AWS Infrastructure Deployment

This repository provides a step-by-step guide to deploying a simple and scalable web application infrastructure on AWS using Terraform. The setup includes essential AWS services, ensuring high availability and automated scaling.

Overview

This project sets up a simple infrastructure on AWS using Terraform. The infrastructure includes a Virtual Private Cloud (VPC), subnets, an Internet Gateway, security groups, EC2 instances, an Elastic Load Balancer (ELB), and an Auto Scaling Group (ASG). The goal is to deploy a web application in a secure and scalable manner.

UML Diagram

The following UML diagram illustrates the structure of the AWS infrastructure deployed:

Infrastructure Explanation

The infrastructure setup includes the following components:

• VPC: A Virtual Private Cloud to provide an isolated environment.
• Subnets: Distributed across multiple availability zones for high availability.
• Security Groups: To control inbound and outbound traffic.
• EC2 Instances: Virtual servers to host the web application.
• Elastic Load Balancer: To distribute incoming traffic across multiple EC2 instances.
• Auto Scaling Group: To automatically adjust the number of EC2 instances based on demand.

Setup and Installation

Important

Follow these steps to set up and deploy the infrastructure.

Prerequisites

• AWS Account with the necessary permissions.
• AWS CLI configured with your credentials.
• Terraform installed on your local machine.

Installation Steps

1. Clone the repository:

   git clone https://github.com/Danielkis97/Host-a-simple-webpage-on-AWS.git
   cd Host-a-simple-webpage-on-AWS

2. Set up AWS credentials: Edit the terraform.tfvars file with your specific AWS configurations:

   aws_access_key = "your-access-key"
   aws_secret_key = "your-secret-key"
   region         = "eu-north-1"
   ami            = "ami-079c4d86630be4b6a"
   instance_type  = "t3.micro"
   key_name       = "your-key-name"
   vpc_id         = "your-vpc-id"
   
   

Warning

Do not commit your terraform.tfvars file to version control as it contains sensitive information.

3. Initialize Terraform:

   terraform init

4. Create an execution plan:

   terraform plan

5. Apply the execution plan to deploy the infrastructure:

   terraform apply

6. Destroy the infrastructure (optional):

   terraform destroy

Using the Infrastructure

Once deployed, the infrastructure will include:

• Publicly accessible EC2 instances: Running the web application.

### YOUR ASSIGNMENT
Answer these from the AWS deployment guide above:
1. What instance type does the sample terraform.tfvars file set?
2. What does the component list say the Auto Scaling Group does?
3. Which command creates an execution plan?

### DATA EXTRACT
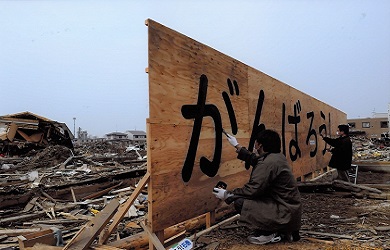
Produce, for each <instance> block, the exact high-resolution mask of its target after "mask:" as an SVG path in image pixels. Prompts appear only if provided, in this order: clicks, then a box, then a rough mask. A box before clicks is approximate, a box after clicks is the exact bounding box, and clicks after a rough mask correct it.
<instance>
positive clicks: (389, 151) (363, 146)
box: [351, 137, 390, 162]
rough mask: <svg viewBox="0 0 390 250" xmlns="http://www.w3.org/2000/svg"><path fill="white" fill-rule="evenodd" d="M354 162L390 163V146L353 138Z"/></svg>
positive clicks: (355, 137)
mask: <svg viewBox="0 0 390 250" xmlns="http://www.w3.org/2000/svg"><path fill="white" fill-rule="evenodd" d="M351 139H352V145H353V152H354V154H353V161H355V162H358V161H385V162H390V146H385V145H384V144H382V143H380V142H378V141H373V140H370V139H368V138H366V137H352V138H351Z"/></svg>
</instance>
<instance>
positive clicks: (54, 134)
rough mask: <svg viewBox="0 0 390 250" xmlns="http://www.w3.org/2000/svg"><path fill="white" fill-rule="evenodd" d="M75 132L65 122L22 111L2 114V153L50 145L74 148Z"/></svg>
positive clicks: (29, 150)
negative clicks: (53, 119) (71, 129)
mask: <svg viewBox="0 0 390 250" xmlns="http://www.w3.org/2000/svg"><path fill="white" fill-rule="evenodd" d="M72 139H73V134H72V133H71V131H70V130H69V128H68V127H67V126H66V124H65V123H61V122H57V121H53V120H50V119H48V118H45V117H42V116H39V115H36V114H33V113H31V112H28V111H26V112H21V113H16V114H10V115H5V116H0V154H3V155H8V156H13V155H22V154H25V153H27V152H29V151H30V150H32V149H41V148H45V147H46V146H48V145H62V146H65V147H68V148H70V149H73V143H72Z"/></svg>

---

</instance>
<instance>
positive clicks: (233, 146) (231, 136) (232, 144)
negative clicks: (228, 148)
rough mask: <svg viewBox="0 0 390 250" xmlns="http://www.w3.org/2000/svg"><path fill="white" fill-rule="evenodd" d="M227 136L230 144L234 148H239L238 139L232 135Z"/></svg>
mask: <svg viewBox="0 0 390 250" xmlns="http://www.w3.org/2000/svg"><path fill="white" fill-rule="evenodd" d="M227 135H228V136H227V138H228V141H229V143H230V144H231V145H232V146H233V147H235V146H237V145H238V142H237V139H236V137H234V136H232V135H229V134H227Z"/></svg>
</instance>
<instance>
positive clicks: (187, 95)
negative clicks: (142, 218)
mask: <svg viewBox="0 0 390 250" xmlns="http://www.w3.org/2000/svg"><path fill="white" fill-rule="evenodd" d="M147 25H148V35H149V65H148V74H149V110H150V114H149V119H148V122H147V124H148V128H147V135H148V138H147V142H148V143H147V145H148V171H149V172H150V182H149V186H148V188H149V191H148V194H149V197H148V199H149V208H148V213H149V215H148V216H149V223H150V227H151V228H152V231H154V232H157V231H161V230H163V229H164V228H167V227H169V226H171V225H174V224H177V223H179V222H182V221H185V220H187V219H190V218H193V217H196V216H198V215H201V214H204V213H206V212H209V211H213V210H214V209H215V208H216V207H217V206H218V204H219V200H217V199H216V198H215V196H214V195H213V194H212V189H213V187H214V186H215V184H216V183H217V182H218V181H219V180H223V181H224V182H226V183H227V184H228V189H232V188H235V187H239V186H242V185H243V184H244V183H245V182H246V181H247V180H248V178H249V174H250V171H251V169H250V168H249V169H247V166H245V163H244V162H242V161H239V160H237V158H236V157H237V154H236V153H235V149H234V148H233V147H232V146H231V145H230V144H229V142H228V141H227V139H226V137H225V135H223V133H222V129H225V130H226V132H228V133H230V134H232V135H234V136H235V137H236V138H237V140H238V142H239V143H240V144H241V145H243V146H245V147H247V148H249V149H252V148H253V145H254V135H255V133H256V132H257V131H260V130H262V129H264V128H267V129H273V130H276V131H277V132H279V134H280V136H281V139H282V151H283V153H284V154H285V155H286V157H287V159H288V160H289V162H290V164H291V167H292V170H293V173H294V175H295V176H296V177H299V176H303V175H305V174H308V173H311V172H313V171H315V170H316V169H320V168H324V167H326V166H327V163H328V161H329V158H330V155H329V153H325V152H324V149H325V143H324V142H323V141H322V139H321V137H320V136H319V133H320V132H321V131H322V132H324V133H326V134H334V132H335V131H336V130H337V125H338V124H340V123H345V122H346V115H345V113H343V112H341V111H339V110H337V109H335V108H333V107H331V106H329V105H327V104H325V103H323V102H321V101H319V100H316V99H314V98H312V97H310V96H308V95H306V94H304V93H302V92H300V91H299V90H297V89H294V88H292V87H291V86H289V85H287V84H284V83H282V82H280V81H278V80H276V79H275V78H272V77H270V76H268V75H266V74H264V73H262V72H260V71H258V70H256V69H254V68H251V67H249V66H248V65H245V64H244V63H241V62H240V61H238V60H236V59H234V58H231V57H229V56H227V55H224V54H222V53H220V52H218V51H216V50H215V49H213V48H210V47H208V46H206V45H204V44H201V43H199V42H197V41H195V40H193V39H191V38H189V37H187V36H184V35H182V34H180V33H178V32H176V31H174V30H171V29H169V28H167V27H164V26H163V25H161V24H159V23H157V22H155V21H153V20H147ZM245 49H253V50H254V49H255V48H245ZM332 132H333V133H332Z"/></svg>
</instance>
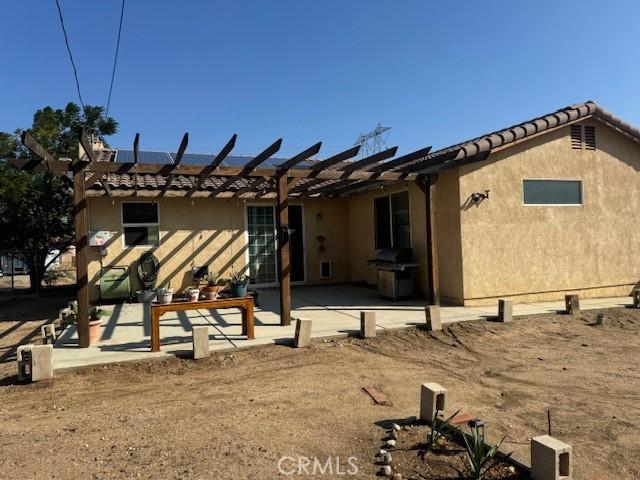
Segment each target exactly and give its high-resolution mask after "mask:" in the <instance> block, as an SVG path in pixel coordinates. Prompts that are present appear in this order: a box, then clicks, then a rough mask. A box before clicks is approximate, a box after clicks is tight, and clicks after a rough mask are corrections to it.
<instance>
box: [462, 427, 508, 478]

### SOLUTION BELOW
1. t3.micro
2. It automatically adjusts the number of EC2 instances based on demand.
3. terraform plan